Deployment

BSFG Cross Zone Federation Bring Up Runbook

Runbook: Cross-Zone Federation Bring-Up

Purpose

Operationalize the establishment of authenticated, authorized, cursor-driven interaction between already-functional autonomous BSFG zones.

This runbook defines how operators create federation relationships without breaking local autonomy or introducing cross-zone availability dependencies.

Scope

This runbook covers:

  • Peer identity and trust establishment
  • Authorization configuration
  • Exported stream configuration
  • Cursor initialization policy
  • Initial replay/fetch validation
  • Partition and recovery validation

This runbook does not cover:

  • Local zone deployment (see Runbook: Triad-HA Zone Deployment)
  • Intra-zone failover mechanics
  • Application-level integration

Reference

This runbook operationalizes the Reference Interaction Pattern: Cross-Zone BSFG Federation.


1. Preconditions

Verify all before proceeding. Halt if any precondition fails.

Check Method Expected Result
Both zones healthy locally Checklist: Triad-HA Commissioning passed Both zones show "Passed" or "Passed with Exception"
Endpoints reachable and authenticatable Approved health/TLS probe from each zone Peer endpoint reachable; TLS handshake succeeds with configured trust; authenticated health response returned
Certificates issued for both zones openssl x509 -in /opt/bsfg/certs/server.crt -noout -dates Valid, not expired
Trust anchors distributed CA certificates present and verify peer chain ca.crt readable; peer certificate chains to installed trust anchor
Authorization policy approved Ticket or document reference Matrix of allowed streams per peer approved
Exported streams identified Message catalog or stream list facts.operational, facts.audit, etc. defined
Artifact access policy defined Document reference Which artifact types accessible per peer
Monitoring available on both sides Dashboard verification Metrics and alerts visible for both zones

2. Inputs Required

Input Description Example
ZONE_A_IDENTITY Initiating zone name and certificate identity enterprise, identity enterprise-bsfg (subject or SAN per policy)
ZONE_B_IDENTITY Target zone name and certificate identity plant-a, identity plant-a-bsfg (subject or SAN per policy)
################
[Task] Pick up the cross-zone federation runbook at the point where it stops and keep writing it. The material that comes after this has no connection to the runbook text.

[Given information]
################
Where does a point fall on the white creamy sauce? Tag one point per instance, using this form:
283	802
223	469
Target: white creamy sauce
################
[Response below]
ZONE_A_ENDPOINT Zone A VIP and port 10.1.1.10:9443
ZONE_B_ENDPOINT Zone B VIP and port 10.3.1.10:9443
TRUST_CHAIN CA certificate or cross-signed trust anchor /opt/bsfg/certs/ca.crt
AUTHORIZATION_MATRIX Approved stream and artifact permissions Document or config reference
EXPORTED_STREAMS List of streams Zone A exports to Zone B facts.operational, facts.batch_completed
CURSOR_INIT_MODE How to initialize cursor for this relationship bounded_backfill_24h (default), start_now, full_backfill, or explicit timestamp
ARTIFACT_ACCESS_RULES Which artifact types accessible batch-files: read, documents: read

3. Trust and Identity Setup

3.1 Certificate Deployment Verification

On Zone A (and symmetrically on Zone B):

# Verify local certificate
openssl x509 -in /opt/bsfg/certs/server.crt -noout -subject -dates
# Expected: subject=CN = enterprise-bsfg, notBefore valid, notAfter future

# Verify peer CA trust (conceptual)
# Trust anchor must be present and must anchor peer certificate chain
# Example verification approaches:
# - openssl verify -CAfile /opt/bsfg/certs/ca.crt /path/to/peer/cert.pem
# - Verify via configured TLS client during health probe
# - Check certificate chain in TLS handshake output

Expected result: Local certificate valid; trust anchor present and correctly anchors peer certificate chain; peer identity matches configured zone identity policy.

Halt if: Certificate expired, identity does not match policy, chain broken, or trust anchor missing.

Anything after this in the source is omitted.